_Given problem_
Please write down the passage of the pickleball article below word for word, starting with "Pickleball, a paddleball" and going on through "the last year.".

[START OF Page extract]

Pickle up the pace: Fastest growing sport in Grand wants more courts
The fastest growing sport in America is looking for a place in Grand County.
Pickleball, a paddleball sport that combines tennis, badminton and table tennis, has converted courts popping up indoors and outdoors across Grand. The sport has yet to find a court strictly designated for pickleball, but that could change soon.
While making space for the sport has been a discussion with towns across the county for some time, pickleball has started to pick up the pace in the last year.
Barb Gardner, the “unofficial” organizer of Granby pickleball, said there might be close to 200 people across the county signed up for pickleball one way or another.
“I enjoy it because it’s a sport that any age can play,” Gardner said. “I play with my kids in their 20s and 30s. There are people 80 years and older that still can play.”
It’s especially popular in the retirement community. Gardner said players prefer pickleball to squash or tennis because it’s a smaller court, making it both active and social.
“The problem is we don’t have any place to play,” Gardner said. “There is not one designated pickleball court in the county.”

[END OF Page extract]
[START OF Provided material]

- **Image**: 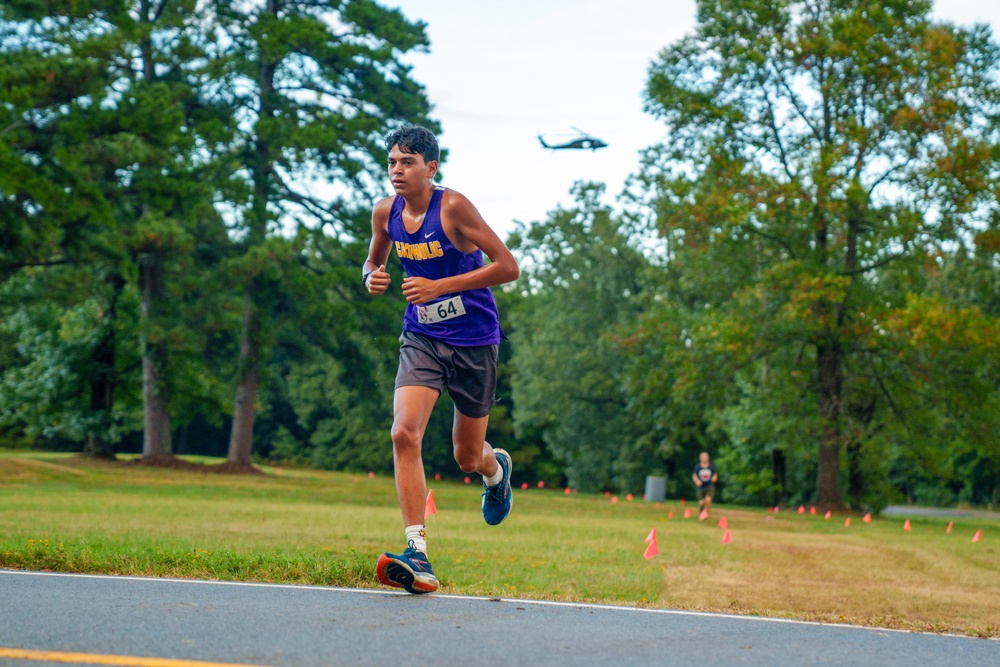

[END OF Provided material]

_Response to the task_
Pickleball, a paddleball sport that combines tennis, badminton and table tennis, has converted courts popping up indoors and outdoors across Grand. The sport has yet to find a court strictly designated for pickleball, but that could change soon.
While making space for the sport has been a discussion with towns across the county for some time, pickleball has started to pick up the pace in the last year.